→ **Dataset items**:

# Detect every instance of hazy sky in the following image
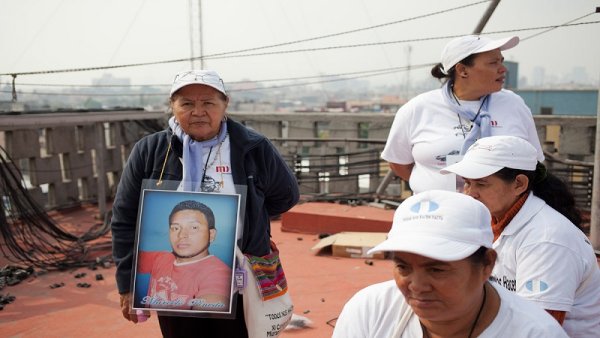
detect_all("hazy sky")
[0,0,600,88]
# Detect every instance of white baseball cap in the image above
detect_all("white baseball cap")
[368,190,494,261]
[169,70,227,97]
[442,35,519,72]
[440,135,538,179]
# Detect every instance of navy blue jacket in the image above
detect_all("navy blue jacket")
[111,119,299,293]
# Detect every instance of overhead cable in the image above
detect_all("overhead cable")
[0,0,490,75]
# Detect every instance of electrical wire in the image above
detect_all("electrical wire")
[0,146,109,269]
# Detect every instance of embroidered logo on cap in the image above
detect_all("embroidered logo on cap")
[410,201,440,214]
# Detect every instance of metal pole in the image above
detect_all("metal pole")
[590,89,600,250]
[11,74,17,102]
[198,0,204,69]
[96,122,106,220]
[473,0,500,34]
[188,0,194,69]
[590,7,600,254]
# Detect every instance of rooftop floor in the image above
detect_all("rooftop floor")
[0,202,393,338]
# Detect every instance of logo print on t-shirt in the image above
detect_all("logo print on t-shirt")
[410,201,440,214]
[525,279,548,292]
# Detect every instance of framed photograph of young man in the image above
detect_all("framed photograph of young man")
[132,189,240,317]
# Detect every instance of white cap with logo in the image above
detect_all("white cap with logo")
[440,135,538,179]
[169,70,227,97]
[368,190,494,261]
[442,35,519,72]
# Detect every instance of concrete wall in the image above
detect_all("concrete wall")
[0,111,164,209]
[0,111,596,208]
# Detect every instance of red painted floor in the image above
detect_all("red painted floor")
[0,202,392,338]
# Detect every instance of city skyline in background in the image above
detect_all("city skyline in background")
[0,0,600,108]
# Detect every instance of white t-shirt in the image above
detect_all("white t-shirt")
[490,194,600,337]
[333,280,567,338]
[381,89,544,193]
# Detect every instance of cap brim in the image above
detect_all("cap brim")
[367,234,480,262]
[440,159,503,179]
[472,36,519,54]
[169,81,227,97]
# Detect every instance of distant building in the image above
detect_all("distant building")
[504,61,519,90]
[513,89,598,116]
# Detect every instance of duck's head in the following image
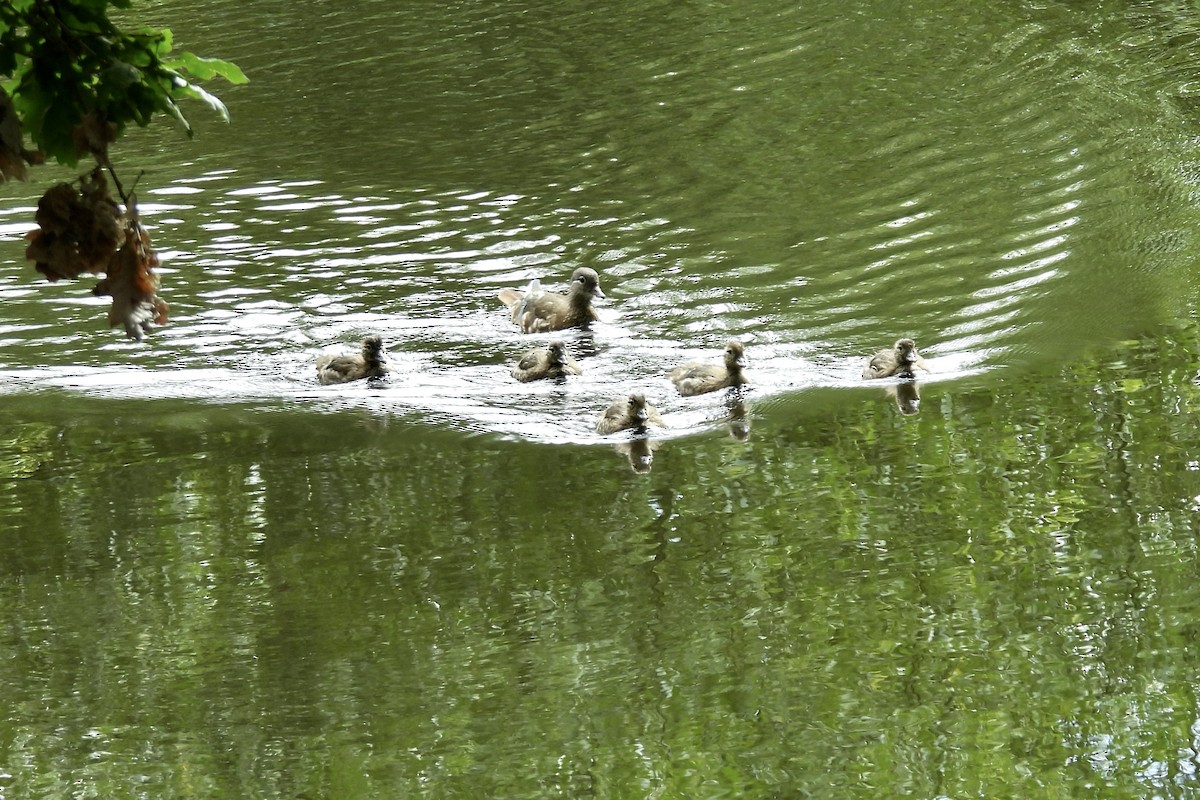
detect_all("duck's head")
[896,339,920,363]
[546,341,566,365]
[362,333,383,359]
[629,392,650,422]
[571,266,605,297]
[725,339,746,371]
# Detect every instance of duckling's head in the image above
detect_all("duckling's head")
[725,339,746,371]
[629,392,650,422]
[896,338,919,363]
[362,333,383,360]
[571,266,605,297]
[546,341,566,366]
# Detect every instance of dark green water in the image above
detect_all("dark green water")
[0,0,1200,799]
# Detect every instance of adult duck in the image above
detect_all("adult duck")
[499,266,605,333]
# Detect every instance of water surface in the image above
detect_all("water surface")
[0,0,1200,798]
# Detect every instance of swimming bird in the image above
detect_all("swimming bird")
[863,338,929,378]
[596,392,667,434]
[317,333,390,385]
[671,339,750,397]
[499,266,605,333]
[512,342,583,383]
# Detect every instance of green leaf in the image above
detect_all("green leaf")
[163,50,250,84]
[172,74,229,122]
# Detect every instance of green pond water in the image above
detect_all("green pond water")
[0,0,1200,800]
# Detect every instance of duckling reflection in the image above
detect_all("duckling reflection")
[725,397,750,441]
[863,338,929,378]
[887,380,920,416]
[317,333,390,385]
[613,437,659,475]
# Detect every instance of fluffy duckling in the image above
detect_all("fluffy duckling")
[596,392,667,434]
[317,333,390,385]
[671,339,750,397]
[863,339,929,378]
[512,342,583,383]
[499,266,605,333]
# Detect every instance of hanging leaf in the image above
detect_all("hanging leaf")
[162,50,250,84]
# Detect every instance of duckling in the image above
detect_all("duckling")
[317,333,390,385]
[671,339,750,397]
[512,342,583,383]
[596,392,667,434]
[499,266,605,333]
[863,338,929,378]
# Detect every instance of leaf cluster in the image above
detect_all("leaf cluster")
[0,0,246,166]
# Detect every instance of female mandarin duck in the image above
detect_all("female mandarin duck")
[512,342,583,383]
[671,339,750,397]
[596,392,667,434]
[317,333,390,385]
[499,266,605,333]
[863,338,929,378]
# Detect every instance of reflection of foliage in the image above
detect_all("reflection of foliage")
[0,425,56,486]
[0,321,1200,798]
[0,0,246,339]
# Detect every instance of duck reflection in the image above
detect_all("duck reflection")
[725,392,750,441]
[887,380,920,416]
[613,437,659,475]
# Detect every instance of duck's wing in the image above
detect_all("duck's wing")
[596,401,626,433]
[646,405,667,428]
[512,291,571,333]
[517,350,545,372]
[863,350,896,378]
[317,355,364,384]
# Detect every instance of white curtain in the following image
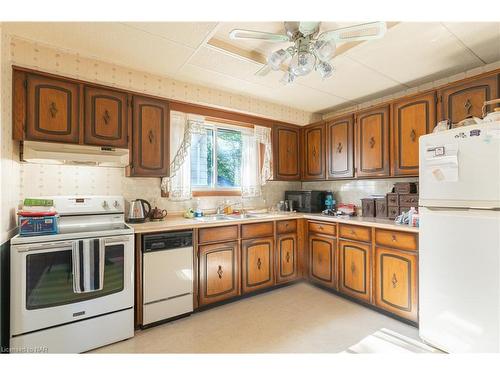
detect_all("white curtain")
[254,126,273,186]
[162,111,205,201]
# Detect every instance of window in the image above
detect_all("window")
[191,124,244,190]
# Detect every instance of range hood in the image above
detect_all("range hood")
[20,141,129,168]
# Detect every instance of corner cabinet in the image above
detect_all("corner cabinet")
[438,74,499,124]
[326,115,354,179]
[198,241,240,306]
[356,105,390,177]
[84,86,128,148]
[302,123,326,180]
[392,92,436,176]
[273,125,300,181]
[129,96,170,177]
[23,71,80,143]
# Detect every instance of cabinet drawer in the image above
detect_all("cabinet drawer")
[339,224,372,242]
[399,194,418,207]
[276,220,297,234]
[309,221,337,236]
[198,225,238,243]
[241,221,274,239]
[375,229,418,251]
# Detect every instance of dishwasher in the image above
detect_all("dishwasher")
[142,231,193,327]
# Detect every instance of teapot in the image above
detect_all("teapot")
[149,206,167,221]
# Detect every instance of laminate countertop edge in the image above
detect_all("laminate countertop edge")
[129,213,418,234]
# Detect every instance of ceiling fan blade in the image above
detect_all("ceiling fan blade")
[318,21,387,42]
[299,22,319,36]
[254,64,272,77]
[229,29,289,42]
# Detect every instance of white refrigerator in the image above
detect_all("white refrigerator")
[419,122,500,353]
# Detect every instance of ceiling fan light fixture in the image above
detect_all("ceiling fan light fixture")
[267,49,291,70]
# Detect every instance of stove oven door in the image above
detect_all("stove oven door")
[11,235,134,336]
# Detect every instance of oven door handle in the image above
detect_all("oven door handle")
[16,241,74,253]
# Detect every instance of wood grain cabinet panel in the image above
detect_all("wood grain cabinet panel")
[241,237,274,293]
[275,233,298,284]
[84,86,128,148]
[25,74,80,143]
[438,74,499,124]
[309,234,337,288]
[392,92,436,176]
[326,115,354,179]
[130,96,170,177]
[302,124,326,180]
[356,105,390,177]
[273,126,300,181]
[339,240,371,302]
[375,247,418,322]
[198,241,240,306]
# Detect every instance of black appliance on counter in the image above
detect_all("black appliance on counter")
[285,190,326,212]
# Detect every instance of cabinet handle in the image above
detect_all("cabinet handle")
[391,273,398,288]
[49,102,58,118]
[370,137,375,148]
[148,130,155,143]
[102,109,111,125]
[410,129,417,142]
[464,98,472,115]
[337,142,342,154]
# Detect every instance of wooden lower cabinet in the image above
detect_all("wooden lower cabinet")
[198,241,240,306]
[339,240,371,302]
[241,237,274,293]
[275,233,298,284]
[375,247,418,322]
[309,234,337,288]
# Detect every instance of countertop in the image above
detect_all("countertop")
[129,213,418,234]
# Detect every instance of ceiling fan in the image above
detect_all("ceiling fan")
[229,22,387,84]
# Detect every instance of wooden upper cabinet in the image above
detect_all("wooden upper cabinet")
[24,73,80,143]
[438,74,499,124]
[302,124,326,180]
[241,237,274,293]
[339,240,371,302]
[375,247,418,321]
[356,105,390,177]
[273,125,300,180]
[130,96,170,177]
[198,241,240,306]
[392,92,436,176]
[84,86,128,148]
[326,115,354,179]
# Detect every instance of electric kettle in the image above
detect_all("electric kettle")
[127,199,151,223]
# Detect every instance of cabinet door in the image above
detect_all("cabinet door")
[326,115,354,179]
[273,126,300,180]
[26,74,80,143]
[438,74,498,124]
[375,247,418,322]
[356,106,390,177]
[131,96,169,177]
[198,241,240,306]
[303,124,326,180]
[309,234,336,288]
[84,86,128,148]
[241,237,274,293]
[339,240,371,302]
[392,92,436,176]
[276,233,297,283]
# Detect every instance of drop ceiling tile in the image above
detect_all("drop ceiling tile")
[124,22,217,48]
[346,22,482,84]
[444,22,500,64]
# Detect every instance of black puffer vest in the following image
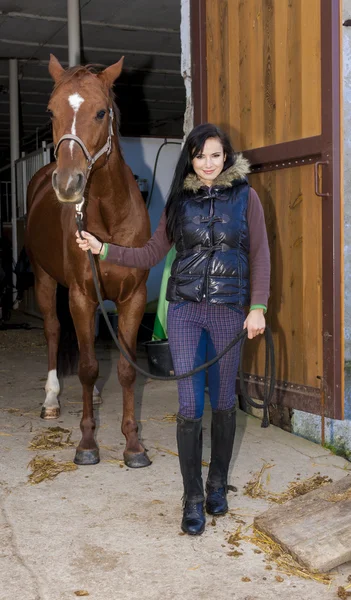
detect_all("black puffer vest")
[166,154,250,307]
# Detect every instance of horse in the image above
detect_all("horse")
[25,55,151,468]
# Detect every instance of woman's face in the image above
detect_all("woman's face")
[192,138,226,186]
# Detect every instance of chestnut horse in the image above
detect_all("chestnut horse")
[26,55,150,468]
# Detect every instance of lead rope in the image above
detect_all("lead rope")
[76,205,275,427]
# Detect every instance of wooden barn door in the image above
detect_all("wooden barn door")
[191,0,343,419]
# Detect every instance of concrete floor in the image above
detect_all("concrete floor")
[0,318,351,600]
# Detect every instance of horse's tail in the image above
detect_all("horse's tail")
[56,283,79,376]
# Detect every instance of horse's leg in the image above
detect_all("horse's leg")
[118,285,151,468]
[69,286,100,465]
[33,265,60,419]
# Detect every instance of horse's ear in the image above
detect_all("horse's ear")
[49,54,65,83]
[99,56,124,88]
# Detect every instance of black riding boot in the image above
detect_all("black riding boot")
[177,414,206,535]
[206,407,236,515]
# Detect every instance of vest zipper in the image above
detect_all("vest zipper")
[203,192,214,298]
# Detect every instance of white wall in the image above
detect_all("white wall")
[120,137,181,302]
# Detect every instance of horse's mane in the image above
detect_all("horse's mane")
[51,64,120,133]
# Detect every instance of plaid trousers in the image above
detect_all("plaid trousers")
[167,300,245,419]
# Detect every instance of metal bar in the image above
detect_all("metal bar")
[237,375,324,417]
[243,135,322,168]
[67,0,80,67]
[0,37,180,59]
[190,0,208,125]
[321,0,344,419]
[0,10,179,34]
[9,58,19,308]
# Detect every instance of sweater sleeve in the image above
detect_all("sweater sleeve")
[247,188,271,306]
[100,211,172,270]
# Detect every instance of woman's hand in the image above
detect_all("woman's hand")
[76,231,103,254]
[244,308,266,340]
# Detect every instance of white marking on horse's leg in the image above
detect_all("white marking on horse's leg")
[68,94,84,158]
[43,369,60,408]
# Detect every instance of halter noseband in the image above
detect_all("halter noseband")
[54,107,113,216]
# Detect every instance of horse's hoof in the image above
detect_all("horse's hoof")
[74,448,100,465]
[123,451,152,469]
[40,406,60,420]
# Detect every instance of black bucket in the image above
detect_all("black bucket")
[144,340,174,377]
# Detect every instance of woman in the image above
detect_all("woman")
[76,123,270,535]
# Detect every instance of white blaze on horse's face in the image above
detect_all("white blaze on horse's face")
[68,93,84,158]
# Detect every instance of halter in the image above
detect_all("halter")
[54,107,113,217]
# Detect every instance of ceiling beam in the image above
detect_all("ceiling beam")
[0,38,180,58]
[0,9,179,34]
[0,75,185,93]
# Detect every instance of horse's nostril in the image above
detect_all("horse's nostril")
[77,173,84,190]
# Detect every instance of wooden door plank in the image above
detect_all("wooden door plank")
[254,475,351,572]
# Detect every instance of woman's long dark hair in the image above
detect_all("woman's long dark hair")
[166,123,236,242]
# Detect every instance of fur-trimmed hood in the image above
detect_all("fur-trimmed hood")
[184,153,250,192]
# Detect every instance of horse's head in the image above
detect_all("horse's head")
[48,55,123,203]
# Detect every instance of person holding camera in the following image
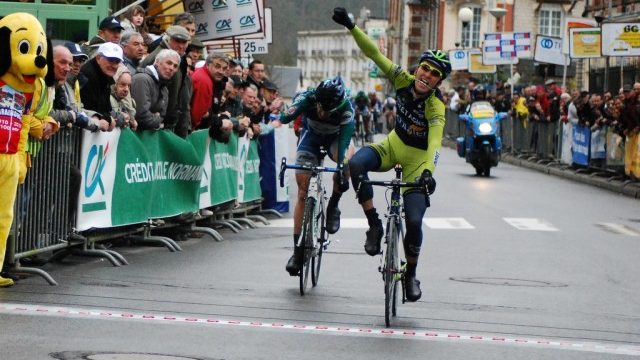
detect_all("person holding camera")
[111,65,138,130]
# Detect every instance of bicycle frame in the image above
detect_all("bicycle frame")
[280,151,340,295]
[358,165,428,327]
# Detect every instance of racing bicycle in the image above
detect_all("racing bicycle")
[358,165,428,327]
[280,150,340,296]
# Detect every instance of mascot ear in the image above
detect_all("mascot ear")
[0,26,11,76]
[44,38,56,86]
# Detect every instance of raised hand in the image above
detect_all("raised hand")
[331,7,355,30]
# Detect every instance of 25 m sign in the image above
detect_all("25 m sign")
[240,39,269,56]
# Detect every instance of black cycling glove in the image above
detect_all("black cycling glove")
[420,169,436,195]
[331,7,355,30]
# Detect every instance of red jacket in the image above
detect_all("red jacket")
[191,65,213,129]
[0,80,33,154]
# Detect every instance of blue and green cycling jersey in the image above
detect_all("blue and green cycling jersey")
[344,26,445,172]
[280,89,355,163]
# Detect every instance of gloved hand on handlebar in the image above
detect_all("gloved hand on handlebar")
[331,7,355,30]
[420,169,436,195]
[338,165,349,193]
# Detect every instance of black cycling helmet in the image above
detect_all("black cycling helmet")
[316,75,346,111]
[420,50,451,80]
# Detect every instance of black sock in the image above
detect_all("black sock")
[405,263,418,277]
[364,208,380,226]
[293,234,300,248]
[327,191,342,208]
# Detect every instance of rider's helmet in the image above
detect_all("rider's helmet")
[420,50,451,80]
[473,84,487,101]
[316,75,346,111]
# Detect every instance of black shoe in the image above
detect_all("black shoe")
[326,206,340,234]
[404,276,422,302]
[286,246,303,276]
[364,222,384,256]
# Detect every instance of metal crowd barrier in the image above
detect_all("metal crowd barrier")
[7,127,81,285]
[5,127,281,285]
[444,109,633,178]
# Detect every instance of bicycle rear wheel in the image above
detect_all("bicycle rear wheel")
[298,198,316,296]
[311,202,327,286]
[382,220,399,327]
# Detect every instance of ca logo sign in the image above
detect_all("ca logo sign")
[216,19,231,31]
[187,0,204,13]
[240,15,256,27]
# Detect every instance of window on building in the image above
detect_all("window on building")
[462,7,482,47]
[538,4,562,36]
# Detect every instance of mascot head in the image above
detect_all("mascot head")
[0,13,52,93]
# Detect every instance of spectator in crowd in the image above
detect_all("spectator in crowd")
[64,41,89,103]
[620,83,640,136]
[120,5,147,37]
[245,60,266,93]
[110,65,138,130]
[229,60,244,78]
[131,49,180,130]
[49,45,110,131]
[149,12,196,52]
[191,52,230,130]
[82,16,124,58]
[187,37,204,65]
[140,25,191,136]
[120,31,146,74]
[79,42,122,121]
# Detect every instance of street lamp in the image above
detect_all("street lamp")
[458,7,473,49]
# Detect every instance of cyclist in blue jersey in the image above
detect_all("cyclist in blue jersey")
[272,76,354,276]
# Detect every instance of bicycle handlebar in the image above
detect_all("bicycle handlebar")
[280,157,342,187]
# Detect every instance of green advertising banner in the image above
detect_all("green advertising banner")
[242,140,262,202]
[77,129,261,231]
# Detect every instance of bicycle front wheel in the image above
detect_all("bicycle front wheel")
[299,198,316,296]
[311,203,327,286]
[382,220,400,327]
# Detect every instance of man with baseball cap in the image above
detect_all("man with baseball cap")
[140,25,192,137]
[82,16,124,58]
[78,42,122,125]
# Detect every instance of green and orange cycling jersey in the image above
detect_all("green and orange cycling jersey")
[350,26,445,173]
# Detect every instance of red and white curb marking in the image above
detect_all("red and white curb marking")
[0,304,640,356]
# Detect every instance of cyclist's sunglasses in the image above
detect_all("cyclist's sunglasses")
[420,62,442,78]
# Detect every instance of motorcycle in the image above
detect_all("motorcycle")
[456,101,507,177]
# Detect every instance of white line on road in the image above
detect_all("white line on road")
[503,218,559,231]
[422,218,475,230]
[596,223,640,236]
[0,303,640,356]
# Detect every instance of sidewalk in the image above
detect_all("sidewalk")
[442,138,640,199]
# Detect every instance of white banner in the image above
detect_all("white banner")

→ **Problem to work on**: Copy out the entries above verbatim, taking everything from the line containing "# Detect every instance of cabinet drawer" down to the line containing "[16,241,74,253]", with both of those lines included.

→ **Response for this exercise**:
# Detect every instance of cabinet drawer in the image above
detect_all("cabinet drawer")
[339,224,372,242]
[399,194,418,207]
[276,220,297,234]
[309,221,337,236]
[198,225,238,243]
[241,221,274,239]
[375,229,418,251]
# Detect every instance of dishwasher in the image above
detect_all("dishwasher")
[142,231,193,327]
# Detect every instance of teapot in the image above
detect_all("teapot")
[149,206,167,221]
# Detect every instance of laminate countertop edge in the image above
detect_all("laminate countertop edge")
[129,213,418,234]
# Detect every instance of ceiling fan blade in the image above
detect_all("ceiling fan blade")
[318,21,387,42]
[299,22,319,36]
[254,64,272,77]
[229,29,289,42]
# Detect every instance of white refrigerator in the image above
detect_all("white refrigerator")
[419,122,500,353]
# Detect every instance of ceiling fan light fixture in the image above
detect_all("ceiling fan light fixture")
[267,49,291,70]
# Detect every instance of stove oven door in the image above
detect_all("stove oven door")
[11,235,134,336]
# Detect every instance of oven door handle in the image above
detect_all("oven door handle")
[16,241,74,253]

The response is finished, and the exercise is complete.